» **Extract provided**
....
Dave, back then I think every one fought Mell Cherry, I just don't think they enjoyed the experience all that much. I did one time and was DQ'ed for excessive contact. Hey, I wasn't hitting that hard, really. I was just trying to survive. Man, I hadn't thought about that in years. WOW! You know, I thought your name looked familiar.


----------



## LawDog

Billy Blanks is originally from the Pennsylvania / Virginia area. When he was a very young man he moved into the townships of Rockland & Weymouth in the state of Massachusetts. During this time he became a very well know tournament competitor. He train with other champions like Doug Peoples, Stingo Garcia etc. While in his mid twenties he developed his own martial arts system. This system was geared for tournament application only. It's was base was taken from the Korean kicking systems.
After a period of time he closed down all of his schools and moved out to the state of California to begin another career, this time as an actor. This didn't work out to well so along came "Tai Bo" by Billy Blanks.


----------



## Dave Leverich

Rofl I hear you!
After the first time he hit me, I just REALLY didn't want him to hit me again ;p.

And I found that it's bad to block too soon heh, he threw a side kick and my block got there first, instead of blocking it got between. So I had to switch sides, as that arm pretty much hung completely at my side for the rest of the match heh. Amazing fighter though, I miss those days. (of course I had hair then too, and um, was a little less affected by gravity ;p)

I only had the one fight with him, I think it was 87... but it's still one of my fondest memories in the ring. The look on his face when my side kick went straight up his chest into his face hehe, course that was my only score, but we ended 3/2.

It was hilarious though, see I had no idea who he was stepping into the ring, so I shook his hand and wished him good luck like I do all my opponents. He looked at me with this look of incredulous 'what?' heh. I found out why of course ;p.

I think I'd rather get smoked in the ring and learn one or two things, than just get out there and cakewalk. Of course cake isn't bad sometimes either heh.


----------
....
» **Set problem 1**
In the forum thread, rewrite the passage from "After a period" to "by gravity ;p)", changing "California" to "Texas".
» **Set problem 2**
Translate this sentence from the forum thread into Spanish: "When he was a very young man he moved into the townships of Rockland & Weymouth in the state of Massachusetts."
....
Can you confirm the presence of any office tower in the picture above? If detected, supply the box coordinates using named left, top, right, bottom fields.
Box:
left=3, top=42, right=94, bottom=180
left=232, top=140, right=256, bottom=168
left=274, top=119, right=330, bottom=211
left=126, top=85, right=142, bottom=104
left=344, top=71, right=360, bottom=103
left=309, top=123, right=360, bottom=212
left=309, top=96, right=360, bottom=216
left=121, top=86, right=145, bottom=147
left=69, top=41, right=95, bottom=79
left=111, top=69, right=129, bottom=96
....
» **Written response 1**
After a period of time he closed down all of his schools and moved out to the state of Texas to begin another career, this time as an actor. This didn't work out to well so along came "Tai Bo" by Billy Blanks.


----------



## Dave Leverich

Rofl I hear you!
After the first time he hit me, I just REALLY didn't want him to hit me again ;p.

And I found that it's bad to block too soon heh, he threw a side kick and my block got there first, instead of blocking it got between. So I had to switch sides, as that arm pretty much hung completely at my side for the rest of the match heh. Amazing fighter though, I miss those days. (of course I had hair then too, and um, was a little less affected by gravity ;p)

» **Written response 2**
Cuando era muy joven, se mudó a los municipios de Rockland y Weymouth, en el estado de Massachusetts.